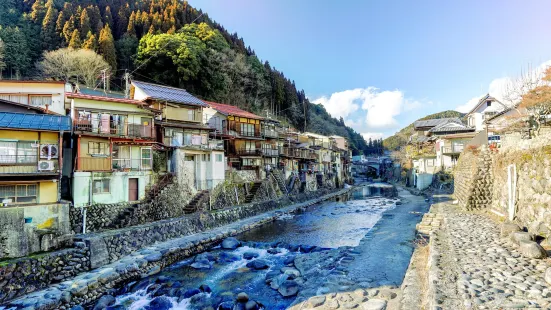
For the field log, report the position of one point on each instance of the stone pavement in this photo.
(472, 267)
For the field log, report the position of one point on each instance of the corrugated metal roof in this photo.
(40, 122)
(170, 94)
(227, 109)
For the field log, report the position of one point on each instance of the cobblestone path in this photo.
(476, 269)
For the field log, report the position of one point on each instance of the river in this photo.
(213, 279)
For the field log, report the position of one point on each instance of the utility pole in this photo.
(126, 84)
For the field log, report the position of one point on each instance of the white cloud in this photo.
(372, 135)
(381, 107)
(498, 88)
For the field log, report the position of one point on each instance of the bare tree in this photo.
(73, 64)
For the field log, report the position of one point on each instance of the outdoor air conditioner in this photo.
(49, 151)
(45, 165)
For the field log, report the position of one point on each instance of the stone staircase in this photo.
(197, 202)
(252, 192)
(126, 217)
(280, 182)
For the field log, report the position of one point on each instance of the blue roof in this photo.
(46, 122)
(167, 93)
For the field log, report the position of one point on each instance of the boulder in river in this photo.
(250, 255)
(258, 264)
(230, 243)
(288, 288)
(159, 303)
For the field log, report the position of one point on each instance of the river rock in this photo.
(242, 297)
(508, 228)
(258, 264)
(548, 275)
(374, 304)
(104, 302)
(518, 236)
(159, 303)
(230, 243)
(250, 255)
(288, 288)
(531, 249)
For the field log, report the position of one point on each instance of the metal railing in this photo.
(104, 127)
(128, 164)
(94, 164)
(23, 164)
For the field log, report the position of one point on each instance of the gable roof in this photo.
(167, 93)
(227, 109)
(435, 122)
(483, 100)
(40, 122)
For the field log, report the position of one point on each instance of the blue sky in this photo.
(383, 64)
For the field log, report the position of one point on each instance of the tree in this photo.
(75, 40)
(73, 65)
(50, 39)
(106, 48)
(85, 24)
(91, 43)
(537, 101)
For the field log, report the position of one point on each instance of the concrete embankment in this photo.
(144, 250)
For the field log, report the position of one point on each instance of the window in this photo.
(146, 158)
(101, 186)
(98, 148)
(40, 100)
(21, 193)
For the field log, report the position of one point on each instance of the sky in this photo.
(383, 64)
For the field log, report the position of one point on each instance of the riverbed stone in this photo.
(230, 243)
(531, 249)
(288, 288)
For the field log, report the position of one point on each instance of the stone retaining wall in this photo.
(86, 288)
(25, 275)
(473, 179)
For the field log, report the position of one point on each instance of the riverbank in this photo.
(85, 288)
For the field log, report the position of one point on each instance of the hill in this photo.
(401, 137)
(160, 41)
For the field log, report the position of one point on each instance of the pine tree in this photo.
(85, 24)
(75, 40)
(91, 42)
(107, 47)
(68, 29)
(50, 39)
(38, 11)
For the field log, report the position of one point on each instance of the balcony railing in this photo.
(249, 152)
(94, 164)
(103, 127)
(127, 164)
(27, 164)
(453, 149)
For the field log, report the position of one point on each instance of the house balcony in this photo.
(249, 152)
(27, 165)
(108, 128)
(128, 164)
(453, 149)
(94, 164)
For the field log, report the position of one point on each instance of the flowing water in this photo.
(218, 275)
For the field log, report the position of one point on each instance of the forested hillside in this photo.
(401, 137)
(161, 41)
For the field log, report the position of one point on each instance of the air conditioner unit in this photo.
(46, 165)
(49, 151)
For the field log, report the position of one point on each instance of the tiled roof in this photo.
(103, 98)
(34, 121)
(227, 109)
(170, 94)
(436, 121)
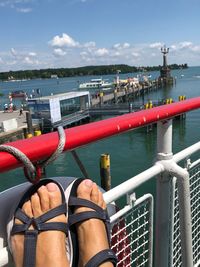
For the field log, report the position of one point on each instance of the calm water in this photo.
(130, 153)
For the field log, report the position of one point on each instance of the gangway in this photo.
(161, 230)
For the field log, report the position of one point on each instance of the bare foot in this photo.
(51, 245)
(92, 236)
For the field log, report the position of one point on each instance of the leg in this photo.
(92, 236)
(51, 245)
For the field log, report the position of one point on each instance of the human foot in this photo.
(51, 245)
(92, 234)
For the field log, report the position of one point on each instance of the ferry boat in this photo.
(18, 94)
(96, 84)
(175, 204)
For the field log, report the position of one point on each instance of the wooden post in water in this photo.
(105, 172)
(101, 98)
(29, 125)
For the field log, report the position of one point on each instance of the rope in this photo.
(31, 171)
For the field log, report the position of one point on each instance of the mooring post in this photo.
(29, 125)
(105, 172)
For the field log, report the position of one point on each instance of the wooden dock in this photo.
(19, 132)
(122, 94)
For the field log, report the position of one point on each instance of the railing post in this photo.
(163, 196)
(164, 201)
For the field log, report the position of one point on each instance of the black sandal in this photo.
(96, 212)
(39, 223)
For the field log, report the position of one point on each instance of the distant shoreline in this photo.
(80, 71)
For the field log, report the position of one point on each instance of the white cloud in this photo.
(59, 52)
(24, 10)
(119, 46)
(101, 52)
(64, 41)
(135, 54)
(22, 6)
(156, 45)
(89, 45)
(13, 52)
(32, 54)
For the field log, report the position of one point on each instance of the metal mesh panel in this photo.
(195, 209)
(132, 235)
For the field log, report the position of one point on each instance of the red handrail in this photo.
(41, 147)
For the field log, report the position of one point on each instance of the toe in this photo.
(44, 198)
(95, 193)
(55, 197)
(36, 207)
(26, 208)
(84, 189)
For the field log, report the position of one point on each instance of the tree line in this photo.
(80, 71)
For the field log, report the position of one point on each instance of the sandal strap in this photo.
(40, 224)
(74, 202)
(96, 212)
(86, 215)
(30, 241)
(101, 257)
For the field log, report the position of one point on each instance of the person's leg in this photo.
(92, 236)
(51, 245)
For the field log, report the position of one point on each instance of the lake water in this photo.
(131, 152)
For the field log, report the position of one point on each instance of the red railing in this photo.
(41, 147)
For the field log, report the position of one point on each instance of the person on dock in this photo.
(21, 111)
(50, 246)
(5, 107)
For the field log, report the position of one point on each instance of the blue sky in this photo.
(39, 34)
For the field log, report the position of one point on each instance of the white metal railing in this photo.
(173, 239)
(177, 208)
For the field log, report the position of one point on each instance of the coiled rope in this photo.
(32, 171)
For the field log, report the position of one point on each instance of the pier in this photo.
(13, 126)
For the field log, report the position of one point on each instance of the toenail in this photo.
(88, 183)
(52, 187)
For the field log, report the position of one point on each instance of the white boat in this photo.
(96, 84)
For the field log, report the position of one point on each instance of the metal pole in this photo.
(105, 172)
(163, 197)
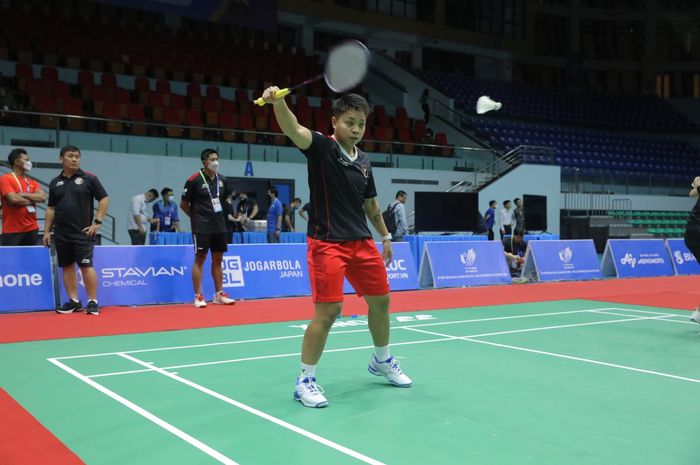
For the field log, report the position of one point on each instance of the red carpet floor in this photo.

--- --- ---

▸ **What you have to do**
Please write out all of the material above without changing a word, and omit any pictures.

▸ **Reply**
For the field log, report the position of one point on each instance of the stone pavement in this photo.
(472, 267)
For the field log, report the position of one point on each instance of the corrugated metal roof in this photo.
(40, 122)
(170, 94)
(227, 109)
For the field log, report the position of one point on each instance of the cobblestone path in this photo.
(476, 269)
For the field log, report the position of one point on each instance of the river in this photo.
(213, 279)
For the field log, report the position of one point on each instance of the utility pole in this photo.
(126, 84)
For the field log, report the position of one point on each instance of the white cloud in this photo.
(372, 135)
(381, 107)
(498, 88)
For the field log, report the position of one point on each instance of the bare tree in this photo.
(73, 64)
For the field log, report the position of one point on each instance of the outdoor air conditioner in this photo.
(49, 151)
(45, 165)
For the field log, report the position of one point on each instance of the stone staircase in this photo.
(197, 202)
(252, 192)
(126, 217)
(280, 182)
For the field log, report the position of one point on each instance of the blue roof in this photo.
(46, 122)
(167, 93)
For the field log, report the position of one point on each instance of the boulder in river in this photo.
(250, 255)
(258, 264)
(230, 243)
(288, 288)
(159, 303)
For the field log, report the position of one point on each instance of the river rock in this photo.
(242, 297)
(508, 228)
(258, 264)
(548, 275)
(374, 304)
(104, 302)
(518, 236)
(159, 303)
(230, 243)
(250, 255)
(288, 288)
(531, 249)
For the field log, report the position of one point on each instance of the metal railing in this photo.
(104, 127)
(128, 164)
(94, 164)
(23, 164)
For the field log, report the position of one point on each instance of the gable roof in this photo.
(167, 93)
(227, 109)
(435, 122)
(483, 100)
(40, 122)
For the field log, report the position of one point on each instance of the blue sky in this photo.
(383, 64)
For the field log, report the position of one point on each instance of the tree in this photo.
(75, 40)
(73, 65)
(50, 39)
(106, 48)
(85, 24)
(91, 43)
(537, 101)
For the field log, report the position of one point on each instance of the concrete embankment in this photo.
(144, 250)
For the field log, report the position of one point on each instance of the window in this photo.
(146, 158)
(101, 186)
(98, 148)
(40, 100)
(21, 193)
For the field log, report the position of one point on each instance of the sky in this photo.
(383, 64)
For the field log, report the position of one point on each instance of the riverbed stone in this photo.
(230, 243)
(531, 249)
(288, 288)
For the field log, report the position of one point on each instance of the stone retaining wall in this photo.
(86, 288)
(25, 275)
(473, 179)
For the field log, report the position of one point on each instance of the riverbank in this photo.
(85, 288)
For the field log, report the position of one point on each instance of the hill in this photo.
(401, 137)
(160, 41)
For the field log, report the position of one point on each instance of the pine tree in this photo.
(85, 24)
(75, 40)
(91, 42)
(107, 47)
(68, 29)
(50, 39)
(38, 11)
For the field log, report the position of one point on each instance of the balcony railing in this photo.
(249, 152)
(94, 164)
(103, 127)
(127, 164)
(27, 164)
(453, 149)
For the field log, report the position of one point on each instance of the house balcony in this photo.
(249, 152)
(27, 165)
(108, 128)
(128, 164)
(453, 149)
(94, 164)
For the field log, report the position of one point on each instance of the flowing water in this photo.
(218, 275)
For the field log, report the position of one point on each instance of the forested hillside in this photo.
(401, 137)
(161, 41)
For the field log, report the position of one point on each instance of the air conditioner unit in this photo.
(46, 165)
(49, 151)
For the field log, report the position of one point on each instance of the tiled roof in this photo.
(103, 98)
(34, 121)
(227, 109)
(170, 94)
(436, 121)
For the field log, report the position of one point on each instance of the calm water in this photo.
(130, 153)
For the field log, report the position of one point on each instance of the gangway in this photo.
(161, 230)
For the field log, report the position of one point on each instance of the bare foot in this photo.
(51, 245)
(92, 236)
For the field log, report the position of one point on each instance of the leg in this photo.
(92, 236)
(51, 245)
For the field log, report the position of one point on each instance of the human foot in this photo.
(51, 245)
(92, 234)
For the field log, report the position of one point on each instance of the ferry boat in this photo.
(18, 94)
(96, 84)
(175, 204)
For the field log, report the position of one point on each instance of the wooden post in water in this photo.
(105, 172)
(101, 98)
(29, 125)
For the field log, report the position of one point on each instance of the rope in this photo.
(31, 171)
For the field log, report the position of one point on each instance of the mooring post in this photo.
(29, 125)
(105, 172)
For the field log, report the position of one point on each instance of the wooden dock in this photo.
(19, 132)
(122, 94)
For the field log, report the position of one point on each instance of the railing post in this photo.
(163, 196)
(164, 201)
For the field log, report the position of one point on each instance of the black sandal in this photo.
(96, 212)
(39, 223)
For the field log, report the position of one point on each instance of the distant shoreline in this photo.
(80, 71)
For the field log, report the position of one point on each instance of the white cloud in this photo.
(59, 52)
(24, 10)
(119, 46)
(101, 52)
(64, 41)
(135, 54)
(22, 6)
(156, 45)
(89, 45)
(13, 52)
(32, 54)
For the field log, report the position of one point on each instance of the metal mesh panel in this photo.
(195, 209)
(132, 235)
For the field log, report the position of one point on each instance of the red handrail in this photo.
(41, 147)
For the field log, report the position of one point on each instance of the toe in this photo.
(44, 198)
(95, 193)
(55, 197)
(36, 207)
(26, 208)
(84, 189)
For the field log, report the position of one point on each instance of the tree line in this photo.
(80, 71)
For the field log, report the position of one point on each instance of the sandal strap in this photo.
(40, 224)
(74, 202)
(96, 212)
(86, 215)
(30, 241)
(101, 257)
For the field log, report the position of one point on each instance of the person's leg in this photo.
(92, 236)
(51, 245)
For the field log, report the position of one point on each instance of the lake water in this photo.
(131, 152)
For the field log, report the position of one point on each instance of the red railing in this photo.
(41, 147)
For the field log, report the position of one point on each instance of the person on dock in this photo.
(21, 111)
(50, 246)
(5, 107)
For the field log, report the position of one point on each instance of the blue sky in this photo.
(39, 34)
For the field log, report the position of one point on each instance of the white metal railing in this photo.
(173, 239)
(177, 208)
For the field log, report the position of one point on each instance of the coiled rope in this photo.
(32, 171)
For the field log, report the position of one point on each instance of the pier in this photo.
(13, 126)
For the field log, report the position of one point on each instance of the toenail in this photo.
(88, 183)
(52, 187)
For the field log, report the position of one point on each instance of the white boat in this photo.
(96, 84)
For the field log, report the position of one point on each instance of the metal pole in this photo.
(105, 172)
(163, 197)
For the field log, report the position of one point on each instance of the red carpet floor in this photo.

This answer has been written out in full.